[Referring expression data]
--------

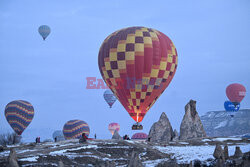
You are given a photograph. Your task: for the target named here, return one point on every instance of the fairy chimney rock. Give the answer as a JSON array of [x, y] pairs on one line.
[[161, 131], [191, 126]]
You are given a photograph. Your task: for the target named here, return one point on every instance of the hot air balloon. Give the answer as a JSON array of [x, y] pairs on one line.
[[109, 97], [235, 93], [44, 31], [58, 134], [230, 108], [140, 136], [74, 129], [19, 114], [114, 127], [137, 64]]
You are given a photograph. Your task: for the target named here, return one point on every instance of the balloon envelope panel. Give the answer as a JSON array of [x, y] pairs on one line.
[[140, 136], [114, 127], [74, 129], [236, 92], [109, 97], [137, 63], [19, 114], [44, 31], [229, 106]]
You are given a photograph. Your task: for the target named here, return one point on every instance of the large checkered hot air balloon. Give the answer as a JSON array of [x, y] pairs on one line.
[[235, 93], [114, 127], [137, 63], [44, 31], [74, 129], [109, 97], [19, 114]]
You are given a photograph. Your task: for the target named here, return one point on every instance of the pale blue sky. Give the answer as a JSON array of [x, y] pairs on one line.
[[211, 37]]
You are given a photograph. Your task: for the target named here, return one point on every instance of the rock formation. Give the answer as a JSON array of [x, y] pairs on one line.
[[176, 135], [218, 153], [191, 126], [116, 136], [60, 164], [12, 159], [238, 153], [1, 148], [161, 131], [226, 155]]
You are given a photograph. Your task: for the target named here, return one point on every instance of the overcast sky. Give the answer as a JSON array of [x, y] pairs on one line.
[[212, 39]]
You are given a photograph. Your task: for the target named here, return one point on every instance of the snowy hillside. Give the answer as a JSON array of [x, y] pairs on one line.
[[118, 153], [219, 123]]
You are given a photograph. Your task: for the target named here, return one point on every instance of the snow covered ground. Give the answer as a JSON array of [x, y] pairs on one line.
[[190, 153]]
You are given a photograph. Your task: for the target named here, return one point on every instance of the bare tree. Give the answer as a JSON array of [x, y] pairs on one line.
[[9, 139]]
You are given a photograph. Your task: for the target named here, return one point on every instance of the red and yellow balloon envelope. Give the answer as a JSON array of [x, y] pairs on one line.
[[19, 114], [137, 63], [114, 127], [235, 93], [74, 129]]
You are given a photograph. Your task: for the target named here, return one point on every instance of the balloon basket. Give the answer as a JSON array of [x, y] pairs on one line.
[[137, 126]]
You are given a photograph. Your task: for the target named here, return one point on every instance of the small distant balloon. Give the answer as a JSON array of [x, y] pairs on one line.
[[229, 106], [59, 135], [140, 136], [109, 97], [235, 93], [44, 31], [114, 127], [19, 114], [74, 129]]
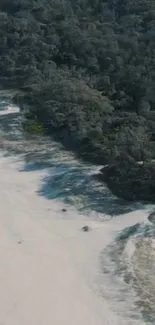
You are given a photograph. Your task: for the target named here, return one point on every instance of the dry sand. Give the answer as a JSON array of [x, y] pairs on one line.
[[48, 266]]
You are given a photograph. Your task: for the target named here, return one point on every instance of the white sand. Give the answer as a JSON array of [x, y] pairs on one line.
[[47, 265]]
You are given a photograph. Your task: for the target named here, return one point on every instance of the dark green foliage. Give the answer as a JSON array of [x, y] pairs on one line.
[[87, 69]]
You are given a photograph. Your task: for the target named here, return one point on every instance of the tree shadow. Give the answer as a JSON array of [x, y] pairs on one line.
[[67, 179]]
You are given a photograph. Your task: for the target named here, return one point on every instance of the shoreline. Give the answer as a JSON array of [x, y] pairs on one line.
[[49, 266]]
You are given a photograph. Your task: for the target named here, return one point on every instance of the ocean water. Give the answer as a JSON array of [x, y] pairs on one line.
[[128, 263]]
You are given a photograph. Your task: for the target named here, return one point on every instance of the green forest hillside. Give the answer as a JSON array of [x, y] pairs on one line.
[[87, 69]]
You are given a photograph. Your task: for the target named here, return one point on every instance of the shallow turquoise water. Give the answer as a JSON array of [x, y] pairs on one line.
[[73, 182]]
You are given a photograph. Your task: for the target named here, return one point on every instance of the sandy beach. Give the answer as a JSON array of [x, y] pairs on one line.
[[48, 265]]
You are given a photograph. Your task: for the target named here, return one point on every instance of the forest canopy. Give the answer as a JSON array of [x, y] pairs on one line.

--------

YOUR INSTRUCTIONS:
Print all the lines above exactly as they are, but without the pictures.

ANSWER AREA:
You are given a photograph. Your task: for the target named here, return one point on every instance of the fairy chimney rock. Give the answer as a JSON array of [x, y] pairs on one line.
[[161, 131], [191, 126]]
You are given a photograph. Your task: for the target named here, return one point on every instance of the hot air balloon. Give the answer as a JSON array of [x, y] pairs on one line.
[[109, 97], [235, 93], [44, 31], [58, 134], [230, 108], [140, 136], [74, 129], [19, 114], [114, 127], [137, 64]]
You are given a photograph. Your task: for the target named here, return one point on every instance of the balloon envelope panel. Give the answer as a JSON array of [x, y] pairs on one line.
[[140, 136], [114, 127], [74, 129], [236, 92], [109, 97], [137, 63], [19, 114], [44, 31], [229, 106]]
You are given a photograph. Your task: for the target named here, return one point on every instance of the large checkered hot air balloon. Give the answer as a JSON array of [x, y] pairs on one line.
[[235, 93], [114, 127], [137, 63], [44, 31], [74, 129], [109, 97], [19, 114]]
You are given a photograph. Your task: for the target named here, return one point on every instance of the pale blue sky. Give the answer as a JSON array of [x, y] pairs on one line.
[[211, 37]]
You are given a photograph. Your task: for the target named here, return one point on every instance of the rock formation. Give the answer as a JSON array of [x, y] pairs on one line.
[[176, 135], [218, 153], [191, 126], [116, 136], [60, 164], [12, 159], [238, 153], [1, 148], [161, 131], [226, 155]]
You are given a photograph. Your task: for the target named here, return one point on every instance of the overcast sky. Give the answer as a JSON array of [x, y] pairs on one line.
[[212, 39]]
You are given a photograph. Your task: for the target named here, return one point on every instance of the snowy hillside. Give the answer as a JSON array of [x, y] pairs on one line.
[[118, 153], [219, 123]]
You are given a photograph. Your task: for the target named here, return one point on every instance of the snow covered ground. Give the answer as a JSON array of [x, y] pairs on one line.
[[190, 153]]
You are given a photograph. Your task: for the target named here, return one point on every instance of the bare tree. Give the answer as a JSON array of [x, y] pairs on one line.
[[9, 139]]
You are given a photograph. Your task: for the target named here, return one point on every instance of the red and yellow balloon envelope. Give the answer as a JSON array of [x, y] pairs on one line.
[[19, 114], [137, 63], [114, 127], [235, 93], [74, 129]]
You are given a photograph. Your task: for the target named here, return one point on every instance of the balloon basket. Give the answer as a JSON array of [x, y] pairs on one line.
[[137, 126]]
You are given a photograph. Your task: for the target named here, return one point on every instance of the small distant balloon. Give the answer as a JSON array of [x, y] pairs on one line.
[[229, 106], [59, 135], [140, 136], [109, 97], [235, 93], [44, 31], [114, 127], [19, 114], [74, 129]]
You are given a photograph. Your task: for the target named here, return one point on every instance of the dry sand. Give the answer as a JSON array of [x, y] pairs on one line.
[[48, 266]]
You are given a photograph. Your task: for the target named here, return one point on every instance of the white sand. Give the answer as a JSON array of [x, y] pairs on one line.
[[47, 265]]
You are given a photograph. Your task: for the target named here, return one point on every instance of the dark green foliage. Give the answer as a JSON array of [x, y] pairs on one line.
[[87, 69]]
You are given a photograph. Your task: for the target named here, return one point on every instance of the tree shadow. Give the answer as a JSON array of [x, y] pairs on one line.
[[67, 179]]
You are given a photograph. Your task: for the target named here, return one point on every instance of the shoreline. Give the answer as a JSON array of [x, y] pairs on one line.
[[49, 266]]
You are given a photograph. Your task: for the target named here, return one point on every instance of the ocean water. Give the answer as a JSON array of [x, y] pairs on one line.
[[128, 263]]
You are given a photograph. Your task: for the target named here, return one point on every instance of the green forest hillside. Give the answer as a JSON array of [x, y] pairs on one line.
[[87, 69]]
You are given a photograph. Your task: for the target named here, return one point on every instance of the shallow turquoise water. Give the answer as a JSON array of [x, y] pairs on one line.
[[73, 182]]
You are given a photograph. Your task: for the target named here, return one point on every instance of the sandy beach. Give the answer as a JSON array of [x, y] pairs on one line.
[[48, 265]]
You are given a photograph. Your task: for the target named here, return one point on every instance of the forest canopy. Give the answer as a JSON array of [x, y] pairs on one line.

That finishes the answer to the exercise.